**ACTIONS TO TAKE:**
#1 Please write out the section of the transit passage starting at "When a distant" and ending at "come into play.", keeping every word as it appears.
#2 Repeat word for word the lines of the rows that follow the transit passage, starting at the line containing "Task: If you could identify the green" and ending at the line containing "point(261, 145)", both lines included.

**EXTRACT PROVIDED:**
:::

When a distant planet moves in front of its star as seen from Earth, the slight drop in starlight is often enough to allow sensitive instruments to make a detection. We call the degree to which the star’s light is diminished the ‘transit depth,’ and even with transiting gas giants, the figure is usually on the order of one percent. What we’re getting at is the ratio of the area of the planet to the area of the star behind it. The transit depth of the ‘hot Jupiter’ HD 189733b is unusually large at three percent. Obviously both a planet’s size and the the size of the star come into play.

In the case of the super-Earth GJ3470b, the primary star is relatively nearby and is also an M-dwarf, allowing greater transit depth and propelling a series of investigations from the ground. GJ3470b orbits its star at 0.036 AU, completing its orbit in a mere 3.3 days. The new work, led by Akihiko Fukui and Norio Narita (NAOJ), along with Kenji Kuroda (University of Tokyo), looks at the atmosphere of a planet with some fourteen times the mass of the Earth.

:::

**GIVEN ENTRIES:**

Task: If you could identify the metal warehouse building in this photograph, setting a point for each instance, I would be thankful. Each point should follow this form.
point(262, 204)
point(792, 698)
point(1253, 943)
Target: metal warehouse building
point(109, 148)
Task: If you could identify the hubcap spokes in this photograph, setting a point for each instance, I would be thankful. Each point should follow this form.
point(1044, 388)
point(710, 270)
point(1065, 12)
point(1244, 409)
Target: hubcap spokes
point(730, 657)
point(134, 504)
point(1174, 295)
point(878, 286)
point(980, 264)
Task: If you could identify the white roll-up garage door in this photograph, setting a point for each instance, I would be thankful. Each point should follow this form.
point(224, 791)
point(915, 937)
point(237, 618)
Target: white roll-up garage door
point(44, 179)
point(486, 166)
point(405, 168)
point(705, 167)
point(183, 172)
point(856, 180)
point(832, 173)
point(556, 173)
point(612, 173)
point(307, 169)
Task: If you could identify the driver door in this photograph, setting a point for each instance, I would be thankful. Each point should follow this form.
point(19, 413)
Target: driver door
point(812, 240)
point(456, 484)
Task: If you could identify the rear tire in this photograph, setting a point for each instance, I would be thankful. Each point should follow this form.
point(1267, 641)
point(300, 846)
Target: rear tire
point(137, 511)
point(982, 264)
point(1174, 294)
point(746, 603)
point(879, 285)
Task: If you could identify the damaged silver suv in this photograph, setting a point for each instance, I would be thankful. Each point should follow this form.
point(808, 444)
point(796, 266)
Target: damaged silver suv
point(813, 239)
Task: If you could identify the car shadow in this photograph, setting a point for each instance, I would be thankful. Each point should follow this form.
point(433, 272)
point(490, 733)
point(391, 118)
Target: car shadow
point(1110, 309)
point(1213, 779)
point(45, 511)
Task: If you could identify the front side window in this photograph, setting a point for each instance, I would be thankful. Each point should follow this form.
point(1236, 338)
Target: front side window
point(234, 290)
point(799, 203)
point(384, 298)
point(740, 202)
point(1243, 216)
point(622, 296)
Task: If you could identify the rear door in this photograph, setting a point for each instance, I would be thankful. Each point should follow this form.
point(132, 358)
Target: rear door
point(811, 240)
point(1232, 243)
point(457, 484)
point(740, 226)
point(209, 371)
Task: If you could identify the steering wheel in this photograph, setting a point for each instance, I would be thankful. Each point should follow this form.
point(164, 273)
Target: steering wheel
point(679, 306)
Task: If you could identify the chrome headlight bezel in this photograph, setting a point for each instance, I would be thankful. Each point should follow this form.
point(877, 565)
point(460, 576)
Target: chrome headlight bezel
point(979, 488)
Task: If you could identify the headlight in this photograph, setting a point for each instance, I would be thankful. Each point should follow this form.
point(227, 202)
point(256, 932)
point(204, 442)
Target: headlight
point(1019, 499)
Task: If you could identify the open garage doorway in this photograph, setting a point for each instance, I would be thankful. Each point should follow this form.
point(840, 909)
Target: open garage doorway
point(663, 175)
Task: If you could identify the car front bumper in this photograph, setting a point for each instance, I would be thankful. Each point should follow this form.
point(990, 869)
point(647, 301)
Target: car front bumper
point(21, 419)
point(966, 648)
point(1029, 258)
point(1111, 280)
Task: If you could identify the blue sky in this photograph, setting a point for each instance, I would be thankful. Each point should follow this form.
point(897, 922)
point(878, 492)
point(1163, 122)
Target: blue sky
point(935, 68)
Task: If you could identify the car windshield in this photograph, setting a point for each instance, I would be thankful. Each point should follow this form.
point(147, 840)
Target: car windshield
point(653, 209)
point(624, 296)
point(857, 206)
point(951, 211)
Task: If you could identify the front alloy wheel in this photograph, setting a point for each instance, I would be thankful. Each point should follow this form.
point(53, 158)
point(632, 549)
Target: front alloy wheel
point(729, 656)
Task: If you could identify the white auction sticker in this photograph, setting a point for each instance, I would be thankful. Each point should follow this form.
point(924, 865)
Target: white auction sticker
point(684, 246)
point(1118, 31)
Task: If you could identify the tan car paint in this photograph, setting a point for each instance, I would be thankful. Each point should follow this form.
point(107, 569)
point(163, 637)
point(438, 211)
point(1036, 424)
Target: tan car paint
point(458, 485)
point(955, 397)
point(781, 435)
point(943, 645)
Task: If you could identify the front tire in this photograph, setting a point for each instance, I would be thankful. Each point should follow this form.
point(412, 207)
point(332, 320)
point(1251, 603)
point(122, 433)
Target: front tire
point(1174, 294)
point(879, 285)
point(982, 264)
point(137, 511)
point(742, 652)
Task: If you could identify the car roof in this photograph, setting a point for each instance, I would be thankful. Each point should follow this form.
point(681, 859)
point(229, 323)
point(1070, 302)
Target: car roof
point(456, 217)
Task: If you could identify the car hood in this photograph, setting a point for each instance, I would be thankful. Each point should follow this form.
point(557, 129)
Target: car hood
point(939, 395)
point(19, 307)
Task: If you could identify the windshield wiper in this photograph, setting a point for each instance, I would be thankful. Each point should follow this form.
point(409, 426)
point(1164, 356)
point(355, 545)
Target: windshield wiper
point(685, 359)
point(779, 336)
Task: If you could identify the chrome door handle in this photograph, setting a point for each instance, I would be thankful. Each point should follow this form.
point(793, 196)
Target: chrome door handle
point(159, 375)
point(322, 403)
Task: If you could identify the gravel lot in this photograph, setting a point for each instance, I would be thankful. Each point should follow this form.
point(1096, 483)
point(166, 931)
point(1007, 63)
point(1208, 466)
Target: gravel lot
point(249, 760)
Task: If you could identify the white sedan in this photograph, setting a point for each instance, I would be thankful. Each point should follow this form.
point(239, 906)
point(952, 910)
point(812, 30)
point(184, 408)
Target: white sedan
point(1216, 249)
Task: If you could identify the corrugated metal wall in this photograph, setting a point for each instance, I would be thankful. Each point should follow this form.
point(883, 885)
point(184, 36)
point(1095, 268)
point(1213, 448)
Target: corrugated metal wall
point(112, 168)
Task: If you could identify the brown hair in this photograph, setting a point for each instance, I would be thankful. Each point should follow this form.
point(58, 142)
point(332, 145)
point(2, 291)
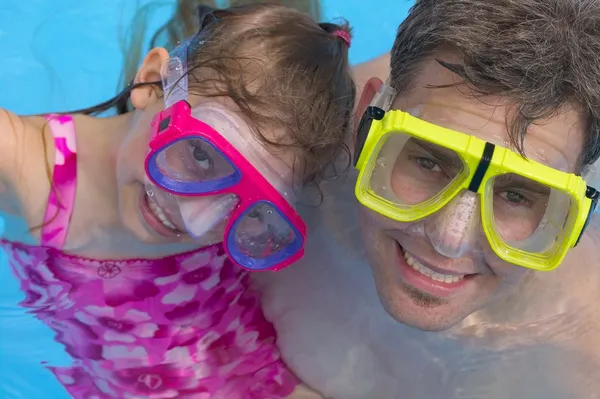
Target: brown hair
point(540, 54)
point(283, 70)
point(183, 24)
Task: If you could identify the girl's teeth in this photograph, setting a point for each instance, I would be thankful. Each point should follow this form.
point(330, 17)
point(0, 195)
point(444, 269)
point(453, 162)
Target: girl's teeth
point(424, 270)
point(160, 214)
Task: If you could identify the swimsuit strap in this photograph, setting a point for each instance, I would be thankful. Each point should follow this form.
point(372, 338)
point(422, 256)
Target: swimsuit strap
point(64, 182)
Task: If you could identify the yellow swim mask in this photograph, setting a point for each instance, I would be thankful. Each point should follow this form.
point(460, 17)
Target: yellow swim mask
point(532, 214)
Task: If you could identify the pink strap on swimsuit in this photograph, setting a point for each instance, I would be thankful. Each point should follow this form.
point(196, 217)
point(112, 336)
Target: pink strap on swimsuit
point(62, 194)
point(186, 326)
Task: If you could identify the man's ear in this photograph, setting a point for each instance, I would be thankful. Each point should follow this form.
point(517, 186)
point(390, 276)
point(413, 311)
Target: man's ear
point(145, 95)
point(369, 90)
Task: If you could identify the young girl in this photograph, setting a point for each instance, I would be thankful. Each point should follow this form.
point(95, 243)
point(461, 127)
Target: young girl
point(142, 225)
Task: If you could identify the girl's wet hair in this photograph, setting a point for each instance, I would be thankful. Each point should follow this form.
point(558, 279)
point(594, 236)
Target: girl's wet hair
point(283, 71)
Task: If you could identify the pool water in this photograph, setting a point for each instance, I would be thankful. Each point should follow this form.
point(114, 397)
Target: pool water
point(63, 55)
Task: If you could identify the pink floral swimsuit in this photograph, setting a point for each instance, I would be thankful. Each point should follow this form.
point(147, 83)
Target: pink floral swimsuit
point(184, 326)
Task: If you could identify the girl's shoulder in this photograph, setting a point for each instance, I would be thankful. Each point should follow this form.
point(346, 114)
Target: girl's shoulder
point(27, 147)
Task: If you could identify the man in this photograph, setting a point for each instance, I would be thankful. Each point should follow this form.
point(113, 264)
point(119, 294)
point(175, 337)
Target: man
point(455, 303)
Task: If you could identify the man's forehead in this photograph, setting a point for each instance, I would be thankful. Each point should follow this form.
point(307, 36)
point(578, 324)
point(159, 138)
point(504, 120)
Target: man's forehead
point(439, 96)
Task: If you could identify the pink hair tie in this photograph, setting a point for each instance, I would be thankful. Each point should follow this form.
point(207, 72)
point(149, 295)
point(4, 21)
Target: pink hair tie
point(342, 34)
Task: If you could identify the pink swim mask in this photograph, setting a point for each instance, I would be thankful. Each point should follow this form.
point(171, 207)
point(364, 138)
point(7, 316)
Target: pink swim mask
point(204, 173)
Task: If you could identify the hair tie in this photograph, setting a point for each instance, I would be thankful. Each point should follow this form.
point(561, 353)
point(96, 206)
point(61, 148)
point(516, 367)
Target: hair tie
point(342, 34)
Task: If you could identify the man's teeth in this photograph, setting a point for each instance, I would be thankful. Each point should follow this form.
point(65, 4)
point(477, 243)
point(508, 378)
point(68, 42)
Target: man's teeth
point(421, 268)
point(160, 214)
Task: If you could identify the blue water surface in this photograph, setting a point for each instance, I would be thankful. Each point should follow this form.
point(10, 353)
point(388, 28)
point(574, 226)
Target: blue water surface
point(65, 54)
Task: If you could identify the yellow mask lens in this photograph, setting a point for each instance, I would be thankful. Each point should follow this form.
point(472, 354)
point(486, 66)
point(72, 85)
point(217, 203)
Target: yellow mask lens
point(410, 169)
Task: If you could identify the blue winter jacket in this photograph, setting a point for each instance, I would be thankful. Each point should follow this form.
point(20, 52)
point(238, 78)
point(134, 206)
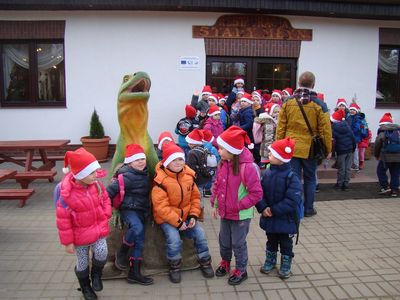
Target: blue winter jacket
point(283, 196)
point(344, 138)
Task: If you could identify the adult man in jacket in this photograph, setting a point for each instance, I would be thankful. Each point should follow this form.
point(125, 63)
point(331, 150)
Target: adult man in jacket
point(291, 124)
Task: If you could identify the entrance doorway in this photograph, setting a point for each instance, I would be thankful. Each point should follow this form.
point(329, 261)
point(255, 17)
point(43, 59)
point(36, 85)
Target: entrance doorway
point(258, 73)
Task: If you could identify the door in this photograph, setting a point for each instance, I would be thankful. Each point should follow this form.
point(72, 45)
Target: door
point(258, 73)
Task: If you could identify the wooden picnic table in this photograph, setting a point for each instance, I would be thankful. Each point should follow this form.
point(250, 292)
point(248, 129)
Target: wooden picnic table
point(29, 147)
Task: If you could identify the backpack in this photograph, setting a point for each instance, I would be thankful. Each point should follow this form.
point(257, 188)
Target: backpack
point(184, 126)
point(392, 141)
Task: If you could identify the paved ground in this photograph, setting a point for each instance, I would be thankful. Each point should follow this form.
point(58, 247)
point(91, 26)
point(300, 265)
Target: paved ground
point(350, 250)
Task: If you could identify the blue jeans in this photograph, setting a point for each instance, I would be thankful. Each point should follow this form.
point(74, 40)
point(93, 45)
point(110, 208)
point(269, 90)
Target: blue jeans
point(135, 233)
point(394, 170)
point(309, 168)
point(282, 240)
point(174, 242)
point(232, 237)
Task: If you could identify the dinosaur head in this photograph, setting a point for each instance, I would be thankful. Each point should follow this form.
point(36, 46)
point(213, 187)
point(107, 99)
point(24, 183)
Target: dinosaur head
point(135, 87)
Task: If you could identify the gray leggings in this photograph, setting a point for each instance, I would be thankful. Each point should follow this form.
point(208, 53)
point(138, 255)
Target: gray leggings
point(99, 250)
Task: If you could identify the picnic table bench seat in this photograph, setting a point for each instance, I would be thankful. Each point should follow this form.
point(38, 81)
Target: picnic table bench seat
point(24, 178)
point(16, 194)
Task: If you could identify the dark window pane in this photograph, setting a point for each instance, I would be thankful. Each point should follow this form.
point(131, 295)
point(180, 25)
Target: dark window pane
point(387, 90)
point(16, 72)
point(50, 72)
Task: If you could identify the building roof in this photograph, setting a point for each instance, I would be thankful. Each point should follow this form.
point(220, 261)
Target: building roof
point(355, 9)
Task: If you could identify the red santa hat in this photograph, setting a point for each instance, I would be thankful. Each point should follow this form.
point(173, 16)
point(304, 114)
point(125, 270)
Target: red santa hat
point(341, 101)
point(170, 152)
point(277, 93)
point(190, 111)
point(270, 107)
point(164, 136)
point(257, 94)
point(283, 149)
point(213, 110)
point(287, 91)
point(234, 139)
point(354, 106)
point(208, 136)
point(238, 79)
point(386, 119)
point(133, 152)
point(206, 90)
point(195, 137)
point(247, 98)
point(338, 116)
point(213, 97)
point(81, 163)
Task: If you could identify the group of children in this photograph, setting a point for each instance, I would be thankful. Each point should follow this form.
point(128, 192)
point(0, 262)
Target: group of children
point(214, 159)
point(82, 217)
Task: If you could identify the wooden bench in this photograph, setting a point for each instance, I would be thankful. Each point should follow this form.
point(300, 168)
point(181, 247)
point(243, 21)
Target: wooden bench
point(26, 177)
point(16, 194)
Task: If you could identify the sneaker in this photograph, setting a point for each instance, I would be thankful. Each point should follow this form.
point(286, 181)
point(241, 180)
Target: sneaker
point(237, 277)
point(384, 191)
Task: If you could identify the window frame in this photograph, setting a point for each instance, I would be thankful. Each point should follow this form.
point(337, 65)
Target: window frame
point(33, 86)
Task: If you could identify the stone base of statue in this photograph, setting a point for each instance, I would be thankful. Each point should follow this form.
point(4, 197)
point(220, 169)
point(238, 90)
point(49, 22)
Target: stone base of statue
point(154, 253)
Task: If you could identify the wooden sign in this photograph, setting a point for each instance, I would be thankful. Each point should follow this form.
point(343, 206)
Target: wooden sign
point(252, 27)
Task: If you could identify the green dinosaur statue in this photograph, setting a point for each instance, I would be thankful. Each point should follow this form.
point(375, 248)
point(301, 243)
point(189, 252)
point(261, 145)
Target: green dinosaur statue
point(133, 115)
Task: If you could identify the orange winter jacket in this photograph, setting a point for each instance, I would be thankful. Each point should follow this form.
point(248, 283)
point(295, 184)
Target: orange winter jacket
point(175, 196)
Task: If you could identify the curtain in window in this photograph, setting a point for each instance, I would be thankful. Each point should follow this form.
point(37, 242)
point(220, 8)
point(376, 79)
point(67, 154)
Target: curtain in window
point(388, 61)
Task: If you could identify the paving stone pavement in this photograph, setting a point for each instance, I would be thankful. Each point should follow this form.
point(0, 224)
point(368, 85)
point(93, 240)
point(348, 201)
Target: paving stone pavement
point(349, 250)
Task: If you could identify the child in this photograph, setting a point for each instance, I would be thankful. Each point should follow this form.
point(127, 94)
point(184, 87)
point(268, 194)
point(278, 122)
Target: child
point(235, 191)
point(82, 219)
point(389, 158)
point(185, 126)
point(268, 122)
point(345, 144)
point(176, 207)
point(197, 161)
point(212, 165)
point(213, 123)
point(134, 209)
point(359, 127)
point(164, 138)
point(279, 207)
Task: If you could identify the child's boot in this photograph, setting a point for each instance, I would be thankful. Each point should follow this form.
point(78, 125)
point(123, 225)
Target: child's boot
point(223, 268)
point(135, 274)
point(286, 266)
point(270, 262)
point(206, 268)
point(96, 273)
point(175, 271)
point(84, 283)
point(121, 257)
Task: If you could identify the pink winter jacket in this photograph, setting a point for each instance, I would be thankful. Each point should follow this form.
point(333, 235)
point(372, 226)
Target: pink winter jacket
point(225, 192)
point(85, 219)
point(215, 126)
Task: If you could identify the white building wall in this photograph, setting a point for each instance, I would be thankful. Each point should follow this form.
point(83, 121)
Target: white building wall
point(101, 47)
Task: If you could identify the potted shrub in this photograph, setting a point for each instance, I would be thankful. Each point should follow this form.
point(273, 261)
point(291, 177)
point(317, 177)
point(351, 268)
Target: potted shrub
point(96, 143)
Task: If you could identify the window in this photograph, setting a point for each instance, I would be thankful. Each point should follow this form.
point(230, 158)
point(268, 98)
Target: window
point(388, 75)
point(32, 73)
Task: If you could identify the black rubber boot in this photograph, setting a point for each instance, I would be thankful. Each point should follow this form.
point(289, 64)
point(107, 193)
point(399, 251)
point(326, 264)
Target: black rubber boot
point(96, 273)
point(175, 271)
point(121, 257)
point(206, 268)
point(84, 283)
point(135, 275)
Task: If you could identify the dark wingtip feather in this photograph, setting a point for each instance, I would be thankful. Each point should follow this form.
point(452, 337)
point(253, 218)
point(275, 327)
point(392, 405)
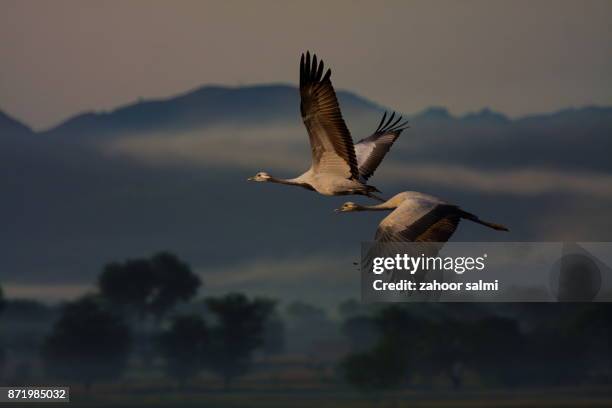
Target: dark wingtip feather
point(381, 122)
point(327, 75)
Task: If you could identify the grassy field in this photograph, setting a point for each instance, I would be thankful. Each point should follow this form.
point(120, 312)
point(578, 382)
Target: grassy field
point(117, 396)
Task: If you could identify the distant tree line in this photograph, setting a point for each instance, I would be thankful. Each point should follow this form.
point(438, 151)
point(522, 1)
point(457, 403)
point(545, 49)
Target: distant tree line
point(94, 337)
point(555, 344)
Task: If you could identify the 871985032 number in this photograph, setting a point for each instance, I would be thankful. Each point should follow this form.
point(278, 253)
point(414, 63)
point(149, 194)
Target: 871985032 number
point(34, 394)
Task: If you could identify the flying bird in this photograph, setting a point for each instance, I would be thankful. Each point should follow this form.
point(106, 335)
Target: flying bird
point(415, 217)
point(338, 167)
point(418, 217)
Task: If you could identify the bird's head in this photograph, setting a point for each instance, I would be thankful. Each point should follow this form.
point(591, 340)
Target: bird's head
point(348, 206)
point(261, 176)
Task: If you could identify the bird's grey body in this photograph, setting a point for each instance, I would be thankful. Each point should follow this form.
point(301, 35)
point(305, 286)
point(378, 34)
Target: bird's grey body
point(338, 167)
point(418, 217)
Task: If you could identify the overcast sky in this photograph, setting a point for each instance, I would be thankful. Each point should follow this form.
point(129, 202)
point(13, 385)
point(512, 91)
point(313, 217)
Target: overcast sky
point(58, 58)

:::

**FULL ANSWERS:**
#1
When a distant planet moves in front of its star as seen from Earth, the slight drop in starlight is often enough to allow sensitive instruments to make a detection. We call the degree to which the star’s light is diminished the ‘transit depth,’ and even with transiting gas giants, the figure is usually on the order of one percent. What we’re getting at is the ratio of the area of the planet to the area of the star behind it. The transit depth of the ‘hot Jupiter’ HD 189733b is unusually large at three percent. Obviously both a planet’s size and the the size of the star come into play.

#2
Task: If you could identify the green dinosaur statue in this photograph, setting a point for each instance, I would be thankful. Each point should follow this form.
point(375, 248)
point(301, 243)
point(189, 252)
point(261, 145)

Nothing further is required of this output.